** Opening TEXT PASSAGE block **
‘Humans’ sets the table for funny, harrowing Thanksgiving
When we talk about the most memorable Thanksgiving movies, the list is paltry compared to the enormous roster of the best Christmas films, but there are some Turkey Day perennials, including Ang Lee’s “The Ice Storm,” John Hughes’ “Planes, Trains and Automobiles,” Jodie Foster’s “Home for the Holidays” and let’s not forget the “You cut the turkey without me!” scene in “Avalon” and the fact Rocky Balboa had his first date with Adrian Pennino on Thanksgiving Day 1975, when Rocky paid a Zamboni driver $10 for 10 minutes of ice time on a closed skating rink.
We can now add to the menu the stark and searing and darkly funny and harrowing family drama “The Humans,” with Stephen Karam adapting his Tony-winning, avant-garde, one-act stage production (which had its premiere at the American Theater Company in Chicago in 2014). Taking place in just one locale, “The Humans” is decidedly stagey and yet still cinematically effective, as we spend an evening with three generations of a close-knit but dysfunctional family who have gathered at the youngest daughter’s just-rented New York City apartment for a combination housewarming/ Thanksgiving dinner replete with gossip, revelations, grievances, clashes, hugs, tears, laughs, inside family references, medical updates, strange disturbances and some genuinely terrifying moments.
And that’s without a BearsLions game on the TV.
“The Humans” takes place within a spacious but dilapidated prewar basement duplex apartment in the Chinatown neighborhood where the movers haven’t even arrived yet but aspiring composer/ barkeep Brigid (Beanie Feldstein) and her boyfriend Richard (Steven Yeun), a trust fund kid who’s studying to be a social worker, are welcoming Brigid’s family from Scranton, including grandmother Momo (June Squibb), who’s in a wheelchair and suffering from dementia; Brigid’s parents Erik (Richard Jenkins) and Deirdre (Jayne Houdyshell), old-school Irish Catholics, and Brigid’s older sister Aimee (Amy Schumer), a corporate lawyer who still pines for her ex-girlfriend and is battling a serious intestinal disorder. From the moment they’re all together — or splintered off into groups of two or three in the kitchen or a hallway — the family members immediately fall into their familiar rhythms of speech and behavior, for better or worse.
** Closing TEXT PASSAGE block **
» WHAT YOU NEED TO DO
1. In the review of "The Humans," rewrite the part from "We can now add" to "game on the TV.", swapping "New York City" for "Boston".
2. According to the review of "The Humans," where did the stage production have its premiere?
3. Continue the review of "The Humans" from the point where it stops.
** Opening MATERIAL SHOWN block **
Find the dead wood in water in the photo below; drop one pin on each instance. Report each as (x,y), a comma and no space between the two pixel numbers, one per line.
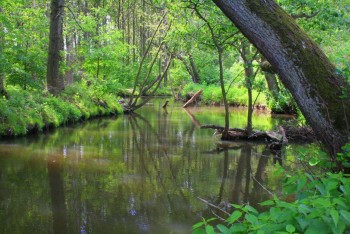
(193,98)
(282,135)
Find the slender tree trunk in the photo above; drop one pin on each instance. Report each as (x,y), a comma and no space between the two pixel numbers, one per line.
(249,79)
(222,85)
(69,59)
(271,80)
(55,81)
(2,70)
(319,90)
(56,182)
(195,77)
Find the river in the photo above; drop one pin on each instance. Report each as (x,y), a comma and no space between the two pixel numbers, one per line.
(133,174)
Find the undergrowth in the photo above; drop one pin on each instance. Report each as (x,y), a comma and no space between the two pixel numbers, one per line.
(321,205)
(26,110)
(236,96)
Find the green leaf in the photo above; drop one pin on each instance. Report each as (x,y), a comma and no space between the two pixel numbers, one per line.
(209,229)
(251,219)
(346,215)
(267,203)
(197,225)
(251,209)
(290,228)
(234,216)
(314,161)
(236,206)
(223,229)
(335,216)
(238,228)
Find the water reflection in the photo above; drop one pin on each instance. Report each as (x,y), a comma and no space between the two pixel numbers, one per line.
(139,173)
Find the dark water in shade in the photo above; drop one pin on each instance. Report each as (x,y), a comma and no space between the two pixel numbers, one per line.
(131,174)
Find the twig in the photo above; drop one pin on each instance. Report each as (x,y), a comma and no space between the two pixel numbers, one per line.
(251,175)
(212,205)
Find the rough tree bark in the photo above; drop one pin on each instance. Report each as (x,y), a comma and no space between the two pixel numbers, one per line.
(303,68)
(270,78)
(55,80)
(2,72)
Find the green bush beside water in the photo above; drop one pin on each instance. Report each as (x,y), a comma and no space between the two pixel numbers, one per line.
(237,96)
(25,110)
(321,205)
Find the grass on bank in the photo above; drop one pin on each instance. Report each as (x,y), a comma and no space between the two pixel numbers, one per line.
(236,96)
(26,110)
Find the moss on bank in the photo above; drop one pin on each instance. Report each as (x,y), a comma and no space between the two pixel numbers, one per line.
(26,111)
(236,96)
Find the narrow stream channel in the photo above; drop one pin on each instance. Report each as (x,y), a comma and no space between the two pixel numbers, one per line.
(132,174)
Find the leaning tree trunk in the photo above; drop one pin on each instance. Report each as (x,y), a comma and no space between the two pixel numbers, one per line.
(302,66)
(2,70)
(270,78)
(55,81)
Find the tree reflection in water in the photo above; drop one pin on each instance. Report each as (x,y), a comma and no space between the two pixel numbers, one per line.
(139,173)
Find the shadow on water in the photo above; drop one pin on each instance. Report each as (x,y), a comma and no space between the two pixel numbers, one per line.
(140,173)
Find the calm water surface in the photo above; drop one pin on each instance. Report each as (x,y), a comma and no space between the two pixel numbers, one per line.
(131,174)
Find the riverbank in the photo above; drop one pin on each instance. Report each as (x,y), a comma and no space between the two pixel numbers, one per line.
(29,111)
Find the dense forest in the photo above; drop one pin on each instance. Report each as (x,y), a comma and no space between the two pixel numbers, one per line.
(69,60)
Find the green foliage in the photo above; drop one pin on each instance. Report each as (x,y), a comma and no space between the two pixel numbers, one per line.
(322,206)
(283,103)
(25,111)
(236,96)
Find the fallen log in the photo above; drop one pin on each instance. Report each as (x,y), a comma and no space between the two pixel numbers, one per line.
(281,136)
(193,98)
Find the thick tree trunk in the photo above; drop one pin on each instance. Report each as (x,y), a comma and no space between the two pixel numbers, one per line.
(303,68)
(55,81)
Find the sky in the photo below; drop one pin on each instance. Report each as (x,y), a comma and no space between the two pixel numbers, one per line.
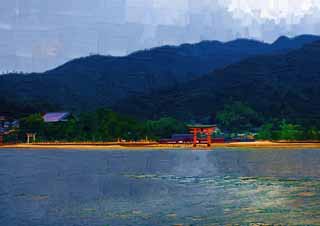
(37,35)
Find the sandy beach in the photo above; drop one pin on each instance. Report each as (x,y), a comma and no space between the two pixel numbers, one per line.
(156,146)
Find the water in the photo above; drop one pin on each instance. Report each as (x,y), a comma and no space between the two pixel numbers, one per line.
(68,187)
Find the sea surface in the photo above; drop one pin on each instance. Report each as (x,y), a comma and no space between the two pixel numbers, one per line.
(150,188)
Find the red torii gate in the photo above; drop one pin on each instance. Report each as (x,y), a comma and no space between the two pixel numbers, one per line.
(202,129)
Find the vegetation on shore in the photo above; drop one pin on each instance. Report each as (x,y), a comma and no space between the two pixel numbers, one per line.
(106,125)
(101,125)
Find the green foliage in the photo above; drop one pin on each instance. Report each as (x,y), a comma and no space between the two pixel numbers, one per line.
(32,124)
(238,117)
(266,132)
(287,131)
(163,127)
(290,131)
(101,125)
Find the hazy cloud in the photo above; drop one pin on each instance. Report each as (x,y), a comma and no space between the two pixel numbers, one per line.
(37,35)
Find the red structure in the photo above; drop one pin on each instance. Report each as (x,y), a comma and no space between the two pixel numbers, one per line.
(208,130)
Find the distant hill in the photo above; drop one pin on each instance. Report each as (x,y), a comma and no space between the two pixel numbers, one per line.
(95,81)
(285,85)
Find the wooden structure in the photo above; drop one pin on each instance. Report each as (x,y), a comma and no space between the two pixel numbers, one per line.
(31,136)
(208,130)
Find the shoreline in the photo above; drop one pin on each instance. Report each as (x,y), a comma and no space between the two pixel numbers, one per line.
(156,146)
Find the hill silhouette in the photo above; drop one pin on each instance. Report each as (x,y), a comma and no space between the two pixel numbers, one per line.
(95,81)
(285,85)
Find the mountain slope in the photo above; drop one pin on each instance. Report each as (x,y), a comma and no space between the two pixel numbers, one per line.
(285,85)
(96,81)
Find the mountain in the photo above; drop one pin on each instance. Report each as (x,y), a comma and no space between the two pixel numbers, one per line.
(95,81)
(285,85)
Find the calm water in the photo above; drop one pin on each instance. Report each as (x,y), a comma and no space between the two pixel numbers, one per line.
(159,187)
** Closing MATERIAL SHOWN block **
** Opening MATERIAL SHOWN block **
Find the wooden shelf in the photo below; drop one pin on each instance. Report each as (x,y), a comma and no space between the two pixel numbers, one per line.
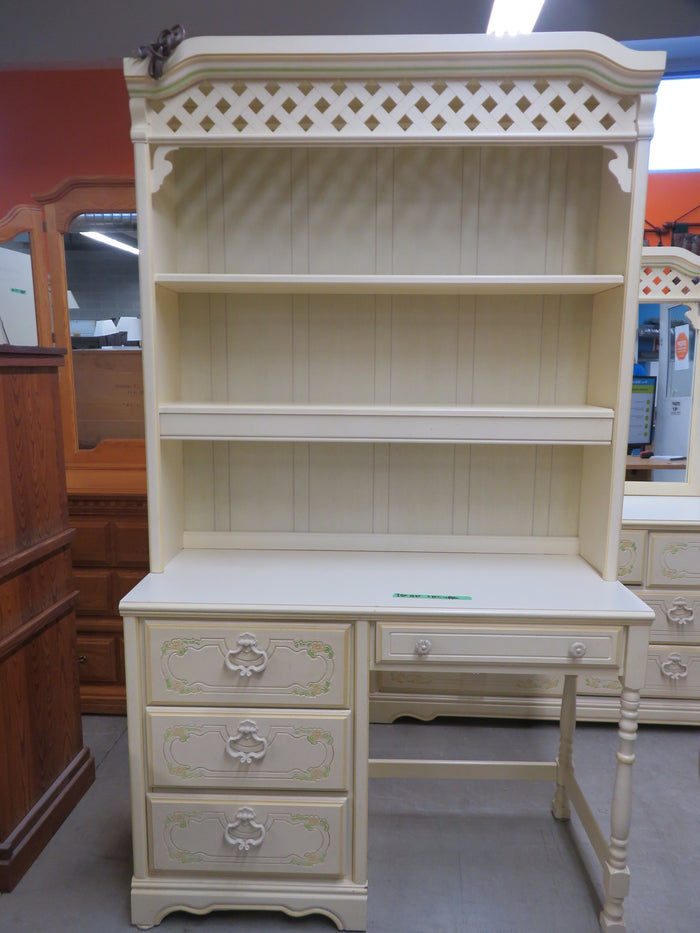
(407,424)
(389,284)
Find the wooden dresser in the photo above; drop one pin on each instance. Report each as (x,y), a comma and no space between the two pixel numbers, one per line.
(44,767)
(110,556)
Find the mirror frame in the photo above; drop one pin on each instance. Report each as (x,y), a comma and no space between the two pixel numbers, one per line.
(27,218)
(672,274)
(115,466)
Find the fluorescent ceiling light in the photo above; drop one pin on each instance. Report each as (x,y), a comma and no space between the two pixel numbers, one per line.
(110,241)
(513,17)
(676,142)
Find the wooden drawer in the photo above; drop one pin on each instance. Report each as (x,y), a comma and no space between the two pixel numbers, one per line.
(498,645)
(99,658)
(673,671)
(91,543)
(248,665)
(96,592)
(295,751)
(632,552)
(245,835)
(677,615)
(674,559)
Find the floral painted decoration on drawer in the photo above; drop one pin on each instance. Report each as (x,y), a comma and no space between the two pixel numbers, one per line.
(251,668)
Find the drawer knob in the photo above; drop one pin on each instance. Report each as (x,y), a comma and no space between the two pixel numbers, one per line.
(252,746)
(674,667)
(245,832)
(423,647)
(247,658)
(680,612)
** Closing MATERIAL SHOWN block **
** Opening MATERIAL SHOWN block **
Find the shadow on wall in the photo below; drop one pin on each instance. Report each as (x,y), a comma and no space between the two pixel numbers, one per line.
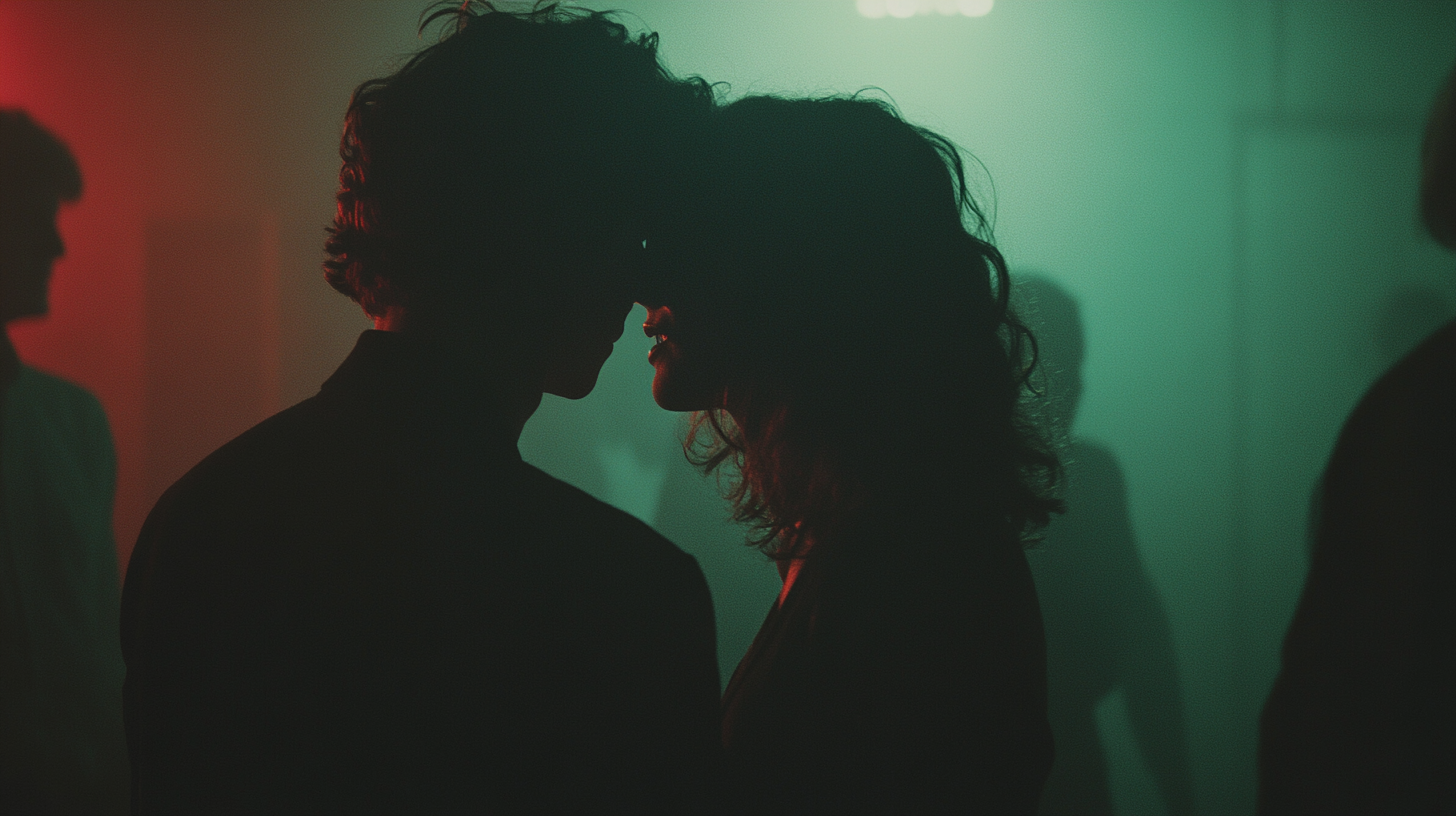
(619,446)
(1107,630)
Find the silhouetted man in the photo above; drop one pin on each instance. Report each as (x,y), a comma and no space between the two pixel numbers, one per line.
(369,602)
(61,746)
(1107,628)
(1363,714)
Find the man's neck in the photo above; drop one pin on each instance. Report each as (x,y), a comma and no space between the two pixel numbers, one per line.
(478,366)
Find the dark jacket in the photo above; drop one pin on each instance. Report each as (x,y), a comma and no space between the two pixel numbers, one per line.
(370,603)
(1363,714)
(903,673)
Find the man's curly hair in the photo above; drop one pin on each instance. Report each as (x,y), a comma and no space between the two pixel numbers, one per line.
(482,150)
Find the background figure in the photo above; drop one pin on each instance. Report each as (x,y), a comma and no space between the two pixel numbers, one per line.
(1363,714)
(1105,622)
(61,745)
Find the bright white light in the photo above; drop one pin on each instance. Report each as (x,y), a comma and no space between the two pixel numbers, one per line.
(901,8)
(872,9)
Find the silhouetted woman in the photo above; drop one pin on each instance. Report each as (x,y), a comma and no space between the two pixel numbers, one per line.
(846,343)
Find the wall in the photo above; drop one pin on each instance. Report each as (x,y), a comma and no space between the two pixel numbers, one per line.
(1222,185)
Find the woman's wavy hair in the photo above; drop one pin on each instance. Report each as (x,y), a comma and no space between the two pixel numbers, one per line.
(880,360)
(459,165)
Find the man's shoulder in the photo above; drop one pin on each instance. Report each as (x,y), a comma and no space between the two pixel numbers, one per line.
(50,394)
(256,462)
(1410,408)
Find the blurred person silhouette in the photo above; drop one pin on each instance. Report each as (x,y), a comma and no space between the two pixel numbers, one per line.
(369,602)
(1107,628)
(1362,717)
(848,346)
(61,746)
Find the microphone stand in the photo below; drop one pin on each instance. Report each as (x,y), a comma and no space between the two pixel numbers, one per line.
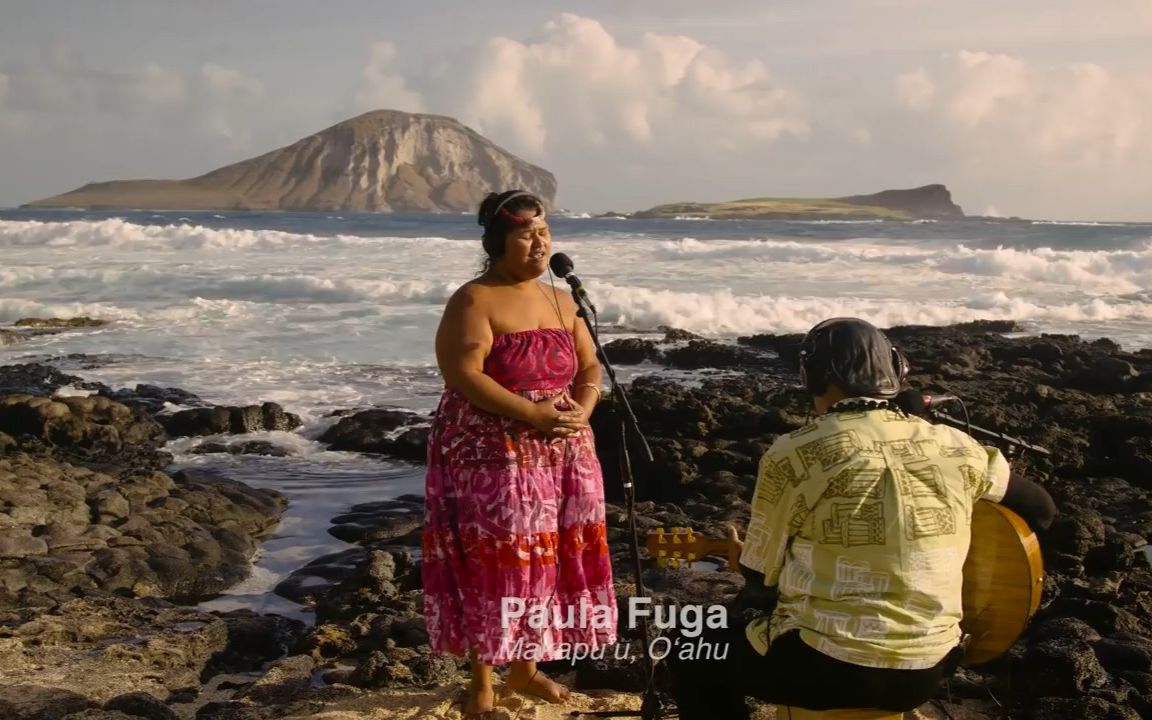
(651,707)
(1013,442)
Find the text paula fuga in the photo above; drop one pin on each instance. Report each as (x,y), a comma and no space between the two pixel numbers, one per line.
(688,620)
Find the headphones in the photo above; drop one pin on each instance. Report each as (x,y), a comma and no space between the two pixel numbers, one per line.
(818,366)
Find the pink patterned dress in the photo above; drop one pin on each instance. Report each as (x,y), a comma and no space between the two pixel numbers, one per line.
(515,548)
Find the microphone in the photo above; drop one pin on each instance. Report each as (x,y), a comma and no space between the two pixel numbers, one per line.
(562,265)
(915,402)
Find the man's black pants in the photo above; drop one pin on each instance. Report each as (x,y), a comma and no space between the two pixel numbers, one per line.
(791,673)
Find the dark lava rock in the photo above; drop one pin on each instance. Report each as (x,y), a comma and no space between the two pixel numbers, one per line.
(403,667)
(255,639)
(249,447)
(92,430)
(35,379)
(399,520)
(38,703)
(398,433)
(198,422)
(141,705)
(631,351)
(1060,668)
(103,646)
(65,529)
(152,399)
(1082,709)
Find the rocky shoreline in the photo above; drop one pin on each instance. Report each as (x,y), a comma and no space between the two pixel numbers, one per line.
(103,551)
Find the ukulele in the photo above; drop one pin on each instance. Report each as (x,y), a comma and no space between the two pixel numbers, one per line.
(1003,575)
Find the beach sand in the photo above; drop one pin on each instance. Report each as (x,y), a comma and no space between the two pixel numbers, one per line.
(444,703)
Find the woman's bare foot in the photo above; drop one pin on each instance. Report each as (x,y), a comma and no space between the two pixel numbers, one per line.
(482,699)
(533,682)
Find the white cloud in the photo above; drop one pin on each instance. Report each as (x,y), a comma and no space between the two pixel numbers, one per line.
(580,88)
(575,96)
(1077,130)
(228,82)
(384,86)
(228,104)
** Closing MATERIAL SHOWN block **
» ANSWERS GIVEN
1.
We can now add to the menu the stark and searing and darkly funny and harrowing family drama “The Humans,” with Stephen Karam adapting his Tony-winning, avant-garde, one-act stage production (which had its premiere at the American Theater Company in Chicago in 2014). Taking place in just one locale, “The Humans” is decidedly stagey and yet still cinematically effective, as we spend an evening with three generations of a close-knit but dysfunctional family who have gathered at the youngest daughter’s just-rented Boston apartment for a combination housewarming/ Thanksgiving dinner replete with gossip, revelations, grievances, clashes, hugs, tears, laughs, inside family references, medical updates, strange disturbances and some genuinely terrifying moments.
And that’s without a BearsLions game on the TV.

2. At the American Theater Company in Chicago, in 2014.

3.
“The Humans” is filled with small touches, as when a drink is spilled or a prayer is said or a confession is given or someone makes a passive-aggressive observation, that will ring true with just about anyone who has ever slogged through a tumultuous Thanksgiving gathering. Not much happens, but so much happens. We know that before the night is over, things will be said and actions will be taken that will forever change everyone. There’s no avoiding it.
Writer-director Karam and his cinematographer Lol Crawley move the camera about in a disturbingly effective style that combines intense close-ups of faces and flaws in the apartment with horror-movie-style shots. (Throughout the story, we keep wondering if the jarring, startling sounds from the apartment above are simply an old lady clunking about — or something far more sinister.) As you’d expect from this cast, the performances are uniformly excellent, with the standout being Houdyshell, the only holdover from the Broadway production, who reprises her Tony-winning role and is mesmerizing as an ordinary woman with an extraordinary capacity to get through the night, the week, the year, the life, she’s been given.